_Selection:_
This constricted interpretation of the certification’s terms, and the RD’s decision to effectively date‑stamp the applicability of the certification, is contrary to Authority precedent.[25] Under Authority precedent, certifications are dynamic: “Bargaining[-]unit certifications do not become stale over time, if they continue to accurately describe the organization and employees within their scope.”[26] This is true of the certification in this case. The RD erred when he analytically replaced the word “currently” in the certification with “May 18, 2007” – destroying any current significance of that part of the certification. As Fort Dix implies, a certification’s coverage should be determined consistent with its terms’ applicability at the particular time at issue.[27] The employees in this case are not represented by another labor organization. Therefore, we find that the employees’ positions fall within the express terms of NFFE’s certification.[28]
 
We therefore conclude that by failing to apply Fort Dix in this case, the RD failed to apply established law. In light of this ruling, we do not address the Union’s remaining argument.[29]
 
                As neither party raises any challenges as to the appropriateness of NFFE’s bargaining unit clarified in this manner, we have no reason to determine that including the employees previously represented by APWU in NFFE’s unit would render the unit inappropriate.[30]
 
IV.          Order
 
                We remand this matter to the RD for further processing consistent with this decision.


 
Member Pizzella, dissenting:
 
                I disagree with the majority that the automatic inclusion principle of Department of the Army, Headquarters, Fort Dix, Fort Dix, New Jersey            (Fort Dix)1 applies to the circumstances of this case and that the Regional Director failed to apply established law. I would deny the National Federation of Federal Employees’ (NFFE’s) application for review.
 
On May 18, 2007, NFFE prevailed in a representational election and was certified as the exclusive representative of professional and                non-professional employees of the General Services Administration, Sunbelt Region, Region 4.2 The certification categorically excluded all employees who were “currently represented” by another union3at that time.”4   On May 18, 2007, seventeen nonprofessional employees in North Carolina were represented by the American Postal Workers Union (APWU) and had been represented by APWU since 1972.5
 
                On September 24, 2007, for reasons that are not clear from the record, APWU abandoned those seventeen employees and “disclaimed its interest in that unit.”6 The separation appears to have been amicable and, by all appearances, the former-APWU employees were doing fine on their own for the next seven years.
 
But, in 2014,7 NFFE decided that it ought to take unilateral action to force those employees into its bargaining unit. To the Authority, NFFE’s action is called a “clarification” petition.8 In many parts of the country, however, it might be called a “shotgun” wedding.
                                                                                                                                                       
                NFFE argues that, under the inclusion principle that the Authority established in Fort Dix, the seventeen employees located in North Carolina should be “automatically included” in its unit even though the certification language, to which it agreed in 2007, clearly excluded employees who were “currently represented” by another union.9 
 
The Regional Director determined that the word “currently . . . mean[s] the status of representation at that time [the date on which NFFE was certified –] May 18, 2007.”10 That same language excluded, and continues to exclude, another five employees, also located in North Carolina, who are represented by the Laborers International Union of North America (LIUNA).11 Obviously, those words were intended to exclude any employees located in North Carolina.

_Information shown:_

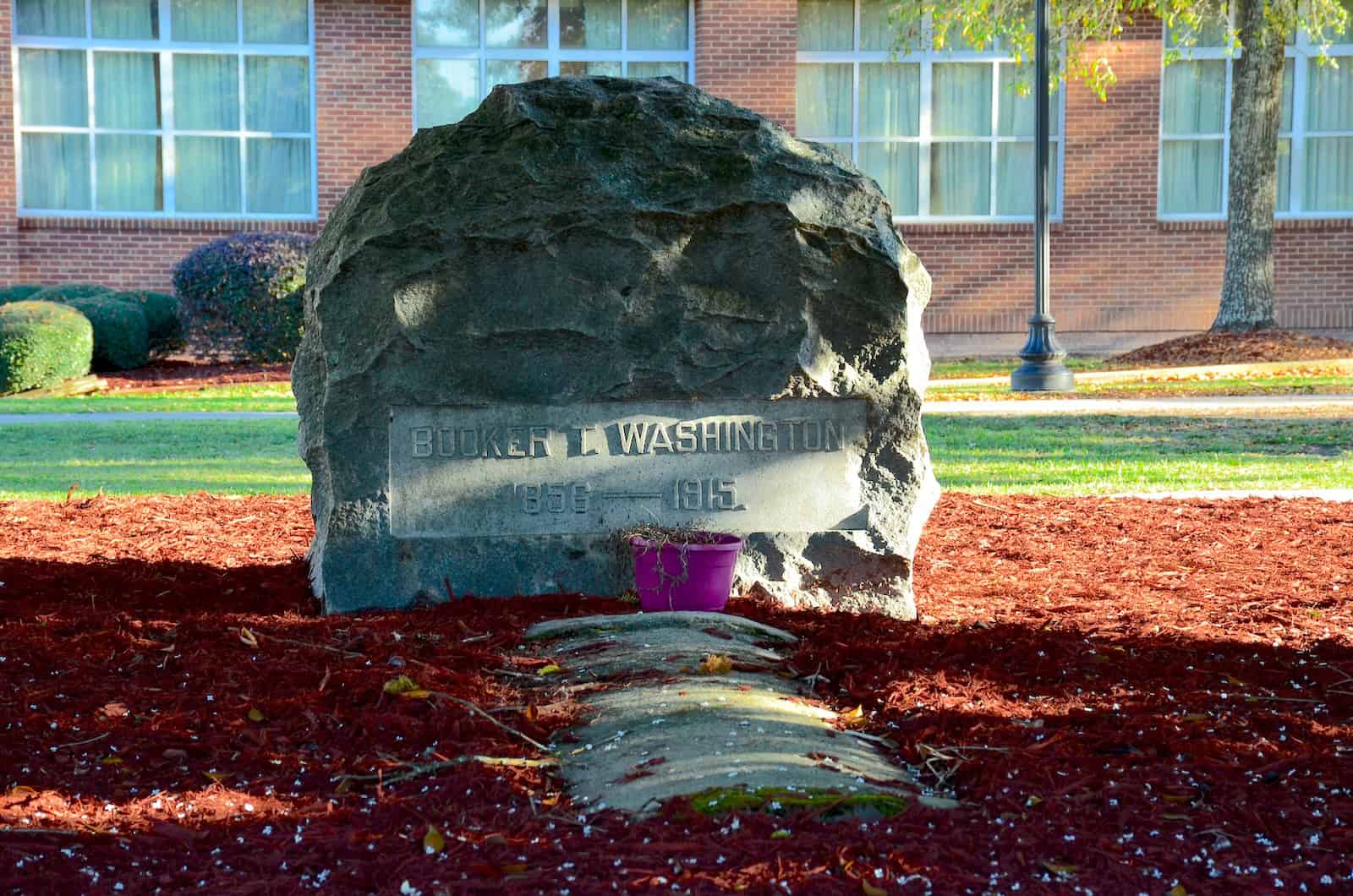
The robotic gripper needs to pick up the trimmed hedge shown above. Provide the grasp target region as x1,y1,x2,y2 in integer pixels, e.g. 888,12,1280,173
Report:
29,283,112,302
0,302,93,396
63,295,151,371
108,290,184,356
173,232,314,362
0,283,42,304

_Requirement 1:_ Please summarize the bargaining-unit decision in two sentences.
_Requirement 2:_ List every labor union named in the bargaining-unit decision.
_Requirement 3:_
Answer from the bargaining-unit decision:
(a) How many nonprofessional employees in North Carolina did APWU represent on May 18, 2007?
(b) On what date did APWU disclaim its interest in that unit?
(c) To whom does the majority remand the matter?

_Exercise response 1:_ The majority holds that the Regional Director failed to apply established law by reading "currently" in NFFE's certification as May 18, 2007, because certifications are dynamic and the employees, no longer represented by another labor organization, fall within the certification's express terms, so it remands the matter. In dissent, Member Pizzella would deny NFFE's application for review, arguing that the Fort Dix automatic inclusion principle does not apply and that the certification excluded the North Carolina employees represented by APWU on the date NFFE was certified.

_Exercise response 2:_
- National Federation of Federal Employees (NFFE)
- American Postal Workers Union (APWU)
- Laborers International Union of North America (LIUNA)

_Exercise response 3:_
(a) Seventeen.
(b) September 24, 2007.
(c) The RD (Regional Director).